● Consignes:
[1] Pouvez-vous retaper intégralement, sans la moindre modification, l'extrait consacré à Wagner et à ses années difficiles à Paris ?
[2] Quelles lignes des enregistrements contiennent le mot « segment » ? Recopiez chacune d'elles.

● Extrait de page:
▶

C’est le contre-coup du triomphe de Donizetti à l’Opéra. Wagner aperçoit tout de suite la détresse morale où il va se jeter, mais il vit surtout les 500 francs. Il accepte. Il va les chercher. Il les empile sur la table. Il les compte et recompte. Et les travaux forcés reprennent de plus belle, tant d’heures chaqne jour étant consacrées à cet exercice de patience, et le peu qui reste donné à l’orchestration de son Ouverture pour Faust. Il est remarquable que Wagner ait pu, malgré ces vexations, exprimer dans l’un de ses articles pour le journal de Schlesinger une opinion libre et généreuse sur la musique dramatique en France et en Allemagne. « Ces deux nations n’en ont qu’une », dit-il. « De leur intime union et de l’échange habituel de leurs talents les plus distingués, il est résulté pour l’art en général une double inspiration et une fécondité magnifiques, dont nous avons déjà d’éclatants témoignages. Il nous reste à souhaiter que cette noble alliance se consolide de plus en plus ; car où trouver deux peuples, deux pays, dont l’accord et la fraternité puissent présager des destinées plus brillantes pour l’art ! »

◀

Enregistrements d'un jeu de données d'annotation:

▶

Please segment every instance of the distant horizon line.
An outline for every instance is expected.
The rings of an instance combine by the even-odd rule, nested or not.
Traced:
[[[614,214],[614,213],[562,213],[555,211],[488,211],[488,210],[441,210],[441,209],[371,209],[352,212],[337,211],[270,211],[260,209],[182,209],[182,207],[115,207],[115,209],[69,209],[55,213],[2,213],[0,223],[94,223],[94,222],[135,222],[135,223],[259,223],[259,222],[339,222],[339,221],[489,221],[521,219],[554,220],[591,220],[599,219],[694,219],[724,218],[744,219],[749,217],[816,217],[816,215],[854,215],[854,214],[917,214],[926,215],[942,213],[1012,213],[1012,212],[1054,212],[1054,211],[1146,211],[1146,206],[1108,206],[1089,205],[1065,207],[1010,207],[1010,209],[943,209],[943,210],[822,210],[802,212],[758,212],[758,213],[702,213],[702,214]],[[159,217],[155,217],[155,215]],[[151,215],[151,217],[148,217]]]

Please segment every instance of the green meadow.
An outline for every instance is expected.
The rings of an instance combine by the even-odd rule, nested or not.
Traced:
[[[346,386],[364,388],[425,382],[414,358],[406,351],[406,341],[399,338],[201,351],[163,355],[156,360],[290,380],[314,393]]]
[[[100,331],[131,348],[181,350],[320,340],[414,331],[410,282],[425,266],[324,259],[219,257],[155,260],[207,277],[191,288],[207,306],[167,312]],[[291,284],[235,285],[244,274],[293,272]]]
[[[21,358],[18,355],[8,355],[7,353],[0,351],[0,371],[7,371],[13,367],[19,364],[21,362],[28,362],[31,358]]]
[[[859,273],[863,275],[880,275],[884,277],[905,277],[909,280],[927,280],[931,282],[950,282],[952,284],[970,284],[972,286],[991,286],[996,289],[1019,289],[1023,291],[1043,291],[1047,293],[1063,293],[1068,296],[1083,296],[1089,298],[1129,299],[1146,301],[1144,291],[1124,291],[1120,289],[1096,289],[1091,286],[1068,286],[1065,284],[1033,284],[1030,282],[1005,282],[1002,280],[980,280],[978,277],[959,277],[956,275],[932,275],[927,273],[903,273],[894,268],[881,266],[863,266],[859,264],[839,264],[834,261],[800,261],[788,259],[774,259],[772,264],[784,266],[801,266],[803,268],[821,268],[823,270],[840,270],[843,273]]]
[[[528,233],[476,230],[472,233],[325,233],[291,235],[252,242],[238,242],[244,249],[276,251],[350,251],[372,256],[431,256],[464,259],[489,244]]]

◀

● Réponses dans l'ordre:
[1]
C’est le contre-coup du triomphe de Donizetti à l’Opéra. Wagner aperçoit tout de suite la détresse morale où il va se jeter, mais il vit surtout les 500 francs. Il accepte. Il va les chercher. Il les empile sur la table. Il les compte et recompte. Et les travaux forcés reprennent de plus belle, tant d’heures chaqne jour étant consacrées à cet exercice de patience, et le peu qui reste donné à l’orchestration de son Ouverture pour Faust. Il est remarquable que Wagner ait pu, malgré ces vexations, exprimer dans l’un de ses articles pour le journal de Schlesinger une opinion libre et généreuse sur la musique dramatique en France et en Allemagne. « Ces deux nations n’en ont qu’une », dit-il. « De leur intime union et de l’échange habituel de leurs talents les plus distingués, il est résulté pour l’art en général une double inspiration et une fécondité magnifiques, dont nous avons déjà d’éclatants témoignages. Il nous reste à souhaiter que cette noble alliance se consolide de plus en plus ; car où trouver deux peuples, deux pays, dont l’accord et la fraternité puissent présager des destinées plus brillantes pour l’art ! »

[2]
Please segment every instance of the distant horizon line.
Please segment every instance of the green meadow.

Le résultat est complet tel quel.